- _記事_
現在様々な法人カードが発行されておりますが、年会費の有無や利用限度額、付帯サービスの違いなど、利用するにあたっては多くの事柄を考慮しなければなりません。

 

また、1人事業主の形態で利用するのか、複数人の社員で利用するのかといった条件によっても、適切なカードが変わってくることとなります。

 

そこで本ページでは、法人カードを選ぶ際にチェックすべき重要な項目の説明と、現在発行されている6種類の法人カードを比較しながらそれぞれのカードの特徴を紹介していきます。

 

 

*法人カードの基本的なことを知りたい方はこちら:

法人カードとは?個人事業主や企業が法人カードを作るメリットまとめ

 

 

 

 

法人カードの比較にあたってチェックすべきポイント

 

そもそも法人カードは実に多くの種類が存在し、その事実だけでもカード選びを難しくさせるものであります。

 

また、各カード会社ウェブサイト上の説明の仕方におきましても、カードの最も売りとなる部分を全面に押し出して表示し、年会費や利用限度額といった肝心の部分はページの中盤~下の方に記載されていたりといった現状が多く見られます。

 

そこで法人カードを比較し選ぶにあたってまずは以下の項目を検討し、後のカード選定作業を正確にスムーズに進めるのが賢明です。

 

 

検討するポイント

「年会費」

年会費が無料の法人カードと有料のカードでは、有料のカードの方がサービスが充実してくるのは想像しやすいことと思います。また、有料でもその金額が高くなればなるほどサービスが手厚くなるのが一般的な傾向です。

 

Expert
ただ、何がお得になってくるのかをしっかりと把握することが大切です。

 

 

 

例えば年会費が5万円の法人カードで、海外出張旅行での宿泊サービスが優れているといった場合、業務で一定以上の海外出張がなければその法人カードの利用価値はありません。

 

しかし、業務で海外に行く必要がありながらも、海外経験が少なく不安がつのる場合であったり、年齢が高めで体力等に自信が無いといった場合、その年会費も一方的に高い出費と言えるものにはなりません。

 

出張先で顧客との待ち合わせに間に合わせることを最優先させるため、荷物運びや各種手続きにおける通訳サービスをコンシェルジュに連絡をとり手早く済ませ、商談等をきっちり成立させるといった使い方もあるわけです。

 

これは、利用する社員の資質や社会経験に焦点を絞った考え方の例です。業務内容やオフィス内の状況などによって他にも様々なケースが考えられてきます。

 

 

「ショッピングの利用限度額」

利用限度額が高ければ便利ではありますが、社員による思わぬ使いすぎや返済の遅れに注意しなければなりません。

 

最も簡単な限度額の選び方としましては、

  • これまでの支出の実績から算出する平均的な月間支出額
  • 緊急時のことも考慮しその平均支出額より3割程度多い額

 

 

ちなみに、ポイントプログラムなどをうまく利用すれば経費の節減も期待できます。

 

そして、法人カードの利用はあくまでも決済作業の簡素化・支払い実績の明瞭化を第一に考えた場合、これまでの支出の実績を重視し上記のような簡単な計算から導き出された額を限度額の選定に利用するのが賢明です。

 

 

 

「キャッシング限度額」

- _今回の資料_
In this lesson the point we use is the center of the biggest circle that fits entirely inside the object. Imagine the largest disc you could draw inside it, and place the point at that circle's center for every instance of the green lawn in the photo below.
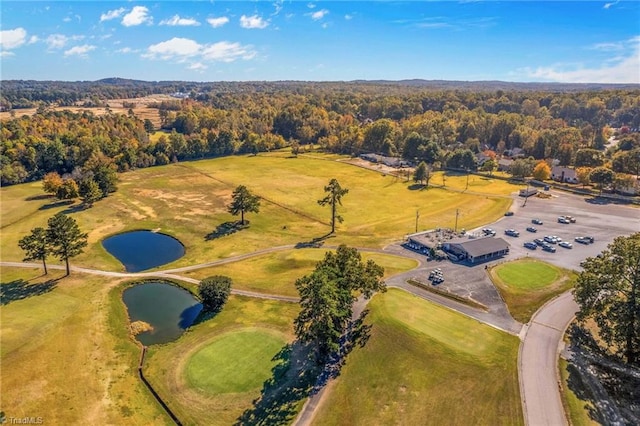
(426, 364)
(188, 201)
(236, 373)
(577, 408)
(66, 354)
(234, 362)
(276, 273)
(526, 284)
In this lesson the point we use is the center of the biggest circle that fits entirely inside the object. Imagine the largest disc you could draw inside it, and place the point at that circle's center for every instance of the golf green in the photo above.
(234, 362)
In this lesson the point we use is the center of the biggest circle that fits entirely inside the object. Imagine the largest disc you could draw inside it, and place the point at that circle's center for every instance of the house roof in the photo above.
(480, 246)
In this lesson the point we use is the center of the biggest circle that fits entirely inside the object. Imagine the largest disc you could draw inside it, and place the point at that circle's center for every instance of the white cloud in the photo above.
(622, 68)
(79, 50)
(225, 51)
(218, 22)
(176, 20)
(198, 66)
(10, 39)
(252, 22)
(319, 14)
(112, 14)
(58, 41)
(177, 47)
(137, 16)
(196, 55)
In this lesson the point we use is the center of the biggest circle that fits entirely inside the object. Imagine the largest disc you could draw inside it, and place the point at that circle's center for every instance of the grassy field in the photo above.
(276, 273)
(577, 408)
(526, 284)
(426, 364)
(66, 355)
(188, 201)
(170, 367)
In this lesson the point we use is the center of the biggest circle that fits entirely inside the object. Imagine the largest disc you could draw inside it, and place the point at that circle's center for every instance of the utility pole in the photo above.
(456, 228)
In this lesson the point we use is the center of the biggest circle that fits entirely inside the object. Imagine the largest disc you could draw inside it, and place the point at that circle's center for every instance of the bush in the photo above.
(214, 292)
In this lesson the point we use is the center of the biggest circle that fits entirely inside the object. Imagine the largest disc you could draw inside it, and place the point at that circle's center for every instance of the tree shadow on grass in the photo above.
(53, 205)
(315, 242)
(21, 289)
(225, 229)
(291, 381)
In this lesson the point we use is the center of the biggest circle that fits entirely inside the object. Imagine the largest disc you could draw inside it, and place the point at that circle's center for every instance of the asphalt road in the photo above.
(538, 362)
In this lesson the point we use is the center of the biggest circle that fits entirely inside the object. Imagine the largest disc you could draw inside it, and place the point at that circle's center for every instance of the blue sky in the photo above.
(569, 41)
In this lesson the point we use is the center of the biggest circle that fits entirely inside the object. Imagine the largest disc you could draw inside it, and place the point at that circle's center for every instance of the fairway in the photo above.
(526, 284)
(70, 343)
(223, 392)
(235, 362)
(423, 362)
(276, 273)
(189, 201)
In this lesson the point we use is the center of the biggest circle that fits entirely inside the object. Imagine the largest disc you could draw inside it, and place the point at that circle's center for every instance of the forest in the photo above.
(444, 124)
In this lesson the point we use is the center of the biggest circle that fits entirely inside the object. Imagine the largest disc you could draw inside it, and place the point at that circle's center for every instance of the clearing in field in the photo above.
(66, 353)
(423, 361)
(220, 349)
(526, 284)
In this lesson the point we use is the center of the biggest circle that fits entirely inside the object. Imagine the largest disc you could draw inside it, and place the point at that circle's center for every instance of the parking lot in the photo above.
(604, 222)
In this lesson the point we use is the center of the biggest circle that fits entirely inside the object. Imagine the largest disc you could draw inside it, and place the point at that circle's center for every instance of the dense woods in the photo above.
(442, 125)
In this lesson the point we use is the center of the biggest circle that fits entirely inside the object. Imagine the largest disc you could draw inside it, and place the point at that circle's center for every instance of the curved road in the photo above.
(538, 362)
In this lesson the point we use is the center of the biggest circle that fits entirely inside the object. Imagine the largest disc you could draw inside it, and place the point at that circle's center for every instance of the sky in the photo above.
(521, 41)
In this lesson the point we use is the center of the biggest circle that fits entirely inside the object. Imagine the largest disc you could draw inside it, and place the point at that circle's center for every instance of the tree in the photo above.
(68, 190)
(90, 192)
(334, 197)
(422, 173)
(214, 292)
(36, 246)
(51, 183)
(601, 176)
(327, 296)
(243, 201)
(65, 237)
(541, 171)
(608, 291)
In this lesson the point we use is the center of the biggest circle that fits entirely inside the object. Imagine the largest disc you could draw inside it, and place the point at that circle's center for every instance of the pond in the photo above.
(140, 250)
(167, 308)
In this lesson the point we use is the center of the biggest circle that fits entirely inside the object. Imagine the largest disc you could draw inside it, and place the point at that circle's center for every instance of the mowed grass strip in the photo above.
(66, 352)
(276, 273)
(425, 364)
(580, 410)
(166, 365)
(235, 362)
(527, 284)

- _目的 1_
一覧の中から「road」という語を含む行をすべて探し、一行ずつそのまま書き写してください。
- _目的 2_
法人カードの選び方についての記事を、最後に示された行の後から書き継いでください。

- _作業結果 1_
In this lesson the point we use is the center of the biggest circle that fits entirely inside the object. Imagine the largest disc you could draw inside it, and place the point at that circle's center for every instance of the asphalt road in the photo above.
In this lesson the point we use is the center of the biggest circle that fits entirely inside the object. Imagine the largest disc you could draw inside it, and place the point at that circle's center for every instance of the curved road in the photo above.

- _作業結果 2_
通常の出費は上記ショッピング枠でまかなっていくことが大半となれば、それほどこだわる項目ではありません。

 

各法人カードにはキャッシング枠が設けられておりますが、ショッピング枠より限度額が低いものが多く、またカード会社としてもその使途によっては会社の財務体質を懸念する場合があり、積極的に検討に含めるべきものではありません。

 

 

「利用人数」

社員カードの作成枚数ですが、社員カードにおきましては年会費が本カードの1/3程度かかるものが多く、その分の負担を考慮する必要があります。

 

作ってはみたものの、利用する機会も少なく保管庫に余らせてしまっているというのはよくありません。

 

法人カードは社員証などのような単なる物品ではなく、使わなくても年会費が発生してしまうカードが多いので、枚数の決定は慎重に行うべきです。

 

 

「ショッピング補償額」

多くの社員をかかえ日々多くの決済が行われますと、確率論として法人カードの盗難や事故が発生してしまうのは避けられないことです。

 

各カードにおける補償額は100~500万円程度となっているものが多いです。金額の違いは契約しているカードのグレードによります。

 

また、国内外問わず利用者への傷害保険が付いている法人カードが一般的で、業務内容によっては年会費との絡みも踏まえチェックが必要な項目となるでしょう。補償金額としては最大で1億円程度、通常は3,000~5,000万円としている法人カードが多いです。

 

 

法人カードの比較・選定にあたって

上記の各項目を均等に踏まえたスタンスを取るか、いずれかに特化させるか、大きく分けてこの2つのパターンから検討していくのが現実的であり簡単です。

 

出費を抑えた方向でいくか、業務の効率性を選ぶか、社員の行動パターンを考慮するか、それらを平準化させるようにするか。

 

いずれにしましても、全てを補うことは難しく、一部が犠牲になってしまうのは仕方のないことであります。

 

まずはカードそのものを比較するよりも上記に上げたカードの基本的な性質を理解し、同時に事業所・オフィス内の実態を把握して、そして優先させるべき項目を決定することがベストです。

 

 

 

法人カードを比較

現在発行されている法人カードから6種類のカードを紹介します。できるだけそれぞれ異なる特徴をもったカードを選んでみました。

 

*内容は全て2018年11月現在のものです。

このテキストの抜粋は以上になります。